= Task prompt =
Retype only what runs from the line that contains "of the brick" through the last line of the listing below, both lines included.

= Exercise materials =
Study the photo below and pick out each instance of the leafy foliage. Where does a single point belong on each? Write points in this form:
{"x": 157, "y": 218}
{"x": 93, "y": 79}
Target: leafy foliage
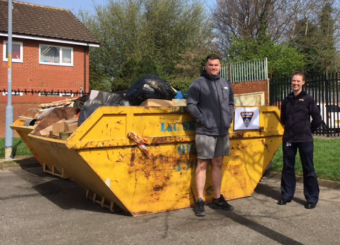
{"x": 138, "y": 37}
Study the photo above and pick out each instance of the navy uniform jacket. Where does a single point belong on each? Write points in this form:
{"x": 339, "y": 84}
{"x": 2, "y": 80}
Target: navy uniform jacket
{"x": 296, "y": 113}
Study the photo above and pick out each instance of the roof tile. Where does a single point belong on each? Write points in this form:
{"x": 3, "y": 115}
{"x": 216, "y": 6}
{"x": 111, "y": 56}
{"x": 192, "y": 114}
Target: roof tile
{"x": 43, "y": 21}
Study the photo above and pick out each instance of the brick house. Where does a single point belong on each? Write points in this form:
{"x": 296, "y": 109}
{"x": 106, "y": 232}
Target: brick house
{"x": 50, "y": 52}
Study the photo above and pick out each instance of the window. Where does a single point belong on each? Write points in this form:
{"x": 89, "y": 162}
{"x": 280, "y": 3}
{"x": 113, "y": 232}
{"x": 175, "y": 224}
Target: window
{"x": 55, "y": 55}
{"x": 17, "y": 51}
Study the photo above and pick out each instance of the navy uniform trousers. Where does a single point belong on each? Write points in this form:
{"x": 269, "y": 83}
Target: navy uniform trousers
{"x": 288, "y": 181}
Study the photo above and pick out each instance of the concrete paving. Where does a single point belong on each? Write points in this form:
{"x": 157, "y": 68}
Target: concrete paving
{"x": 37, "y": 208}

= The output =
Study the photo above and pick out each instance of the brick house. Where does a single point belong on each? Write points in this form:
{"x": 296, "y": 109}
{"x": 106, "y": 232}
Target: brick house
{"x": 50, "y": 52}
Study the photo above and pick out each instance of the window. Where does a single point belong on each? Write points in this form:
{"x": 89, "y": 162}
{"x": 280, "y": 3}
{"x": 113, "y": 232}
{"x": 175, "y": 224}
Target: window
{"x": 55, "y": 55}
{"x": 17, "y": 51}
Study the photo above and pick out each instance of the navy uniform trousers. Where does a single point belong on each? Write points in this form:
{"x": 269, "y": 83}
Target: navy uniform trousers
{"x": 288, "y": 181}
Study the photo above and pick out each instance of the concrete paving. Where does a single point belong on each? Write points in this form:
{"x": 157, "y": 68}
Target: concrete paving
{"x": 37, "y": 208}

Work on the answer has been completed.